* Start SELECTED EXTRACT *

Andrew O’Reilly  /  6 juin 2022  /  4 min de lecture  /  Activisme, Communauté

A former city kid finds answers and empowerment in nature.

Daniela Concha Hernández holds up a plastic spoon that washed ashore in Caleta Tumbes, a small fishing village located in Chile's Biobío region known for its seafood, colorful boats and coastline.

Editor’s note: In 2022, we launched a series profiling the people of Bureo, our partner that collects and transforms discarded fishing nets from local fishers off the coast of South America and repurposes them into NetPlus® material for our jacket shells, hat brims and Baggies. In this installment, we meet Daniela Concha Hernández, executive director of Fundación El Árbol, a nonprofit founded in 2012 to promote environmental care in Chile’s Biobío region and highlight local communities finding solutions to the climate crisis.

* End SELECTED EXTRACT *
* Start SUPPLIED RECORDS *

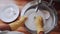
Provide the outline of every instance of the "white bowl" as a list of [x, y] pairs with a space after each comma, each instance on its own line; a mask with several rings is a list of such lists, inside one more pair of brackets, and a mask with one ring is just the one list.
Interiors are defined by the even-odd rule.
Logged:
[[12, 22], [19, 16], [19, 7], [15, 4], [4, 6], [0, 11], [0, 19], [3, 22]]

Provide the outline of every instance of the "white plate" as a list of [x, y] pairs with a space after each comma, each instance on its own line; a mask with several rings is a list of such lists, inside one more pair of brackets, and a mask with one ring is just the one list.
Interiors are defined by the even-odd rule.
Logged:
[[[35, 14], [35, 10], [34, 9], [29, 9], [28, 11], [26, 11], [28, 8], [30, 8], [31, 6], [34, 6], [34, 5], [36, 5], [36, 4], [34, 4], [33, 1], [29, 2], [22, 9], [22, 12], [21, 12], [21, 16], [28, 16], [28, 20], [25, 22], [25, 25], [31, 31], [36, 31], [36, 27], [34, 25], [34, 16], [35, 15], [37, 15], [37, 16], [45, 16], [45, 15], [41, 15], [39, 12]], [[42, 10], [42, 12], [43, 11], [44, 10]], [[49, 11], [47, 11], [47, 12], [49, 12]], [[56, 25], [56, 23], [55, 23], [55, 16], [49, 15], [48, 17], [43, 17], [44, 18], [44, 31], [45, 31], [45, 33], [50, 32], [55, 27], [55, 25]], [[45, 18], [48, 18], [48, 20], [46, 20]], [[34, 34], [36, 34], [36, 32]]]
[[19, 15], [19, 8], [15, 4], [6, 5], [0, 11], [0, 19], [4, 22], [12, 22]]

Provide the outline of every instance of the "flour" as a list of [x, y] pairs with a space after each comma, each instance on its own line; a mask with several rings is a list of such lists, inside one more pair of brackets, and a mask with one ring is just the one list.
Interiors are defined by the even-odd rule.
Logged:
[[47, 30], [51, 27], [52, 17], [50, 16], [50, 13], [47, 10], [38, 10], [38, 12], [36, 13], [34, 9], [30, 9], [25, 13], [25, 16], [28, 16], [28, 20], [26, 21], [25, 25], [28, 29], [32, 31], [36, 31], [34, 17], [37, 16], [43, 17], [45, 32], [47, 32]]

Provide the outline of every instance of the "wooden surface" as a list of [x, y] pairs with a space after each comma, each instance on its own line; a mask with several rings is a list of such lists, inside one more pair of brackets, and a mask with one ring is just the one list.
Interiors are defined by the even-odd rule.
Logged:
[[[15, 0], [14, 1], [19, 7], [20, 7], [20, 11], [21, 9], [25, 6], [26, 3], [29, 2], [28, 1], [24, 1], [24, 0]], [[56, 4], [57, 6], [59, 6], [59, 4]], [[55, 6], [55, 8], [57, 8], [57, 12], [58, 12], [58, 22], [57, 22], [57, 26], [49, 33], [49, 34], [60, 34], [60, 8]], [[0, 24], [4, 24], [1, 20], [0, 20]]]

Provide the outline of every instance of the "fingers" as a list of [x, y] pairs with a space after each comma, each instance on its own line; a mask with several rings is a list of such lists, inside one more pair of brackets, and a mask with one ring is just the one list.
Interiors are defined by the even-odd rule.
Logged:
[[9, 24], [11, 30], [16, 30], [18, 27], [23, 26], [24, 22], [26, 21], [27, 17], [22, 16], [20, 20], [15, 21], [11, 24]]
[[37, 34], [39, 34], [41, 31], [43, 32], [43, 18], [41, 16], [37, 16], [35, 19], [35, 25], [37, 29]]

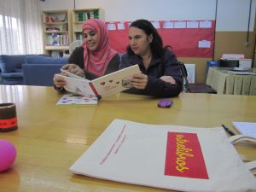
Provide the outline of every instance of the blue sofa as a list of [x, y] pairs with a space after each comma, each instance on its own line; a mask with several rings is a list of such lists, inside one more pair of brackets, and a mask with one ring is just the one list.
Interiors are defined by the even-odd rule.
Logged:
[[67, 60], [67, 57], [26, 56], [22, 65], [24, 84], [53, 86], [54, 75], [61, 73]]
[[[32, 55], [0, 55], [0, 76], [1, 84], [23, 84], [22, 64], [26, 62], [26, 57]], [[37, 55], [49, 56], [48, 55]]]

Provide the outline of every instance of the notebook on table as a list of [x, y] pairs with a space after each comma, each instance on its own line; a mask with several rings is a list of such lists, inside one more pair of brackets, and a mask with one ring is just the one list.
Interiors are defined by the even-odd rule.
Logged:
[[232, 124], [241, 134], [256, 139], [256, 123], [234, 121]]

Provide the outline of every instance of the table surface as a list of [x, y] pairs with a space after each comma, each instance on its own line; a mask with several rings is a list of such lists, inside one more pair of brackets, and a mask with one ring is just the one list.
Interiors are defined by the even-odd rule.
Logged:
[[[19, 129], [0, 132], [17, 148], [13, 166], [0, 173], [1, 192], [170, 191], [75, 175], [68, 171], [114, 119], [146, 124], [216, 127], [232, 121], [256, 122], [256, 96], [182, 93], [171, 108], [159, 98], [120, 93], [98, 105], [55, 105], [61, 95], [51, 87], [0, 85], [0, 102], [17, 106]], [[244, 160], [255, 148], [236, 147]]]

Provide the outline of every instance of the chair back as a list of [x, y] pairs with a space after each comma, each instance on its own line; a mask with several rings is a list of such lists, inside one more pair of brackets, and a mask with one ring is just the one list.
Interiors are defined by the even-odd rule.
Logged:
[[188, 72], [183, 62], [178, 61], [180, 66], [180, 71], [183, 79], [183, 90], [184, 92], [189, 92], [189, 80], [188, 80]]

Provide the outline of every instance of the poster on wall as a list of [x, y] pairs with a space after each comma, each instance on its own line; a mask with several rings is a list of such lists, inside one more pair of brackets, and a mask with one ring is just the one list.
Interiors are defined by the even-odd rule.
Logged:
[[[211, 58], [213, 53], [215, 20], [153, 20], [153, 26], [177, 57]], [[106, 22], [110, 46], [125, 53], [130, 21]]]

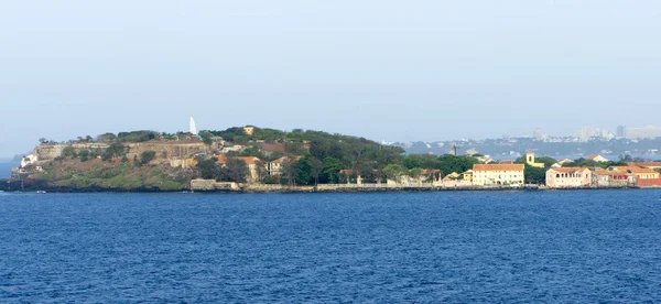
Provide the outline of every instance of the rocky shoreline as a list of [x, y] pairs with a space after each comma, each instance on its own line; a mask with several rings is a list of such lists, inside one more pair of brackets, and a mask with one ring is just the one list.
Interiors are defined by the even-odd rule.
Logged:
[[539, 192], [539, 191], [599, 191], [599, 189], [650, 189], [659, 187], [638, 187], [638, 186], [620, 186], [620, 187], [566, 187], [566, 188], [548, 188], [538, 185], [528, 186], [470, 186], [470, 187], [443, 187], [430, 185], [389, 185], [389, 186], [337, 186], [337, 185], [318, 185], [318, 186], [283, 186], [283, 185], [236, 185], [234, 187], [224, 188], [196, 188], [196, 189], [178, 189], [163, 191], [159, 188], [102, 188], [97, 186], [91, 187], [53, 187], [53, 186], [31, 186], [21, 188], [18, 185], [8, 184], [7, 180], [0, 180], [0, 191], [3, 192], [47, 192], [47, 193], [217, 193], [217, 194], [267, 194], [267, 193], [415, 193], [415, 192]]

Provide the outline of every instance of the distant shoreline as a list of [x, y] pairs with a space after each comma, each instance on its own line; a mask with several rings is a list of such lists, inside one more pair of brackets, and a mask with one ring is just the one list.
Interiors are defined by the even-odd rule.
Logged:
[[[0, 180], [2, 181], [2, 180]], [[307, 186], [286, 187], [281, 189], [256, 191], [256, 189], [213, 189], [213, 191], [161, 191], [158, 188], [137, 188], [137, 189], [108, 189], [98, 187], [88, 188], [65, 188], [65, 187], [40, 187], [40, 188], [6, 188], [0, 186], [0, 191], [6, 193], [202, 193], [202, 194], [292, 194], [292, 193], [420, 193], [420, 192], [567, 192], [567, 191], [606, 191], [606, 189], [661, 189], [661, 187], [566, 187], [566, 188], [546, 188], [546, 187], [388, 187], [388, 188], [335, 188], [335, 189], [314, 189]]]

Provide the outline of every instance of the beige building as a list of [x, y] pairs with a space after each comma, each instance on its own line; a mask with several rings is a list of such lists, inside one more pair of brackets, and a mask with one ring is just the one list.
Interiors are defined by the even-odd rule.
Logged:
[[597, 163], [606, 163], [606, 162], [608, 162], [608, 159], [606, 159], [606, 158], [604, 158], [604, 156], [602, 156], [599, 154], [592, 154], [592, 155], [587, 156], [587, 159], [590, 160], [590, 161], [595, 161]]
[[522, 185], [523, 164], [475, 164], [473, 185]]
[[592, 178], [587, 167], [554, 167], [546, 171], [546, 187], [586, 187], [592, 184]]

* End SUPPLIED RECORDS *

◆ TASKS TO CARRY OUT
- 1) Reproduce the portion of the Bureo profile that opens with the words containing "A former city" and closes with "boats and coastline.".
- 2) Answer these questions from the Bureo profile:
(a) In which Chilean region is the fishing village of Caleta Tumbes located?
(b) What material does Bureo turn discarded fishing nets into?
(c) In what year was Fundación El Árbol founded?

◆ ANSWERS PER TASK
- 1)
A former city kid finds answers and empowerment in nature.

Daniela Concha Hernández holds up a plastic spoon that washed ashore in Caleta Tumbes, a small fishing village located in Chile's Biobío region known for its seafood, colorful boats and coastline.

- 2)
(a) The Biobío region.
(b) NetPlus® material.
(c) 2012.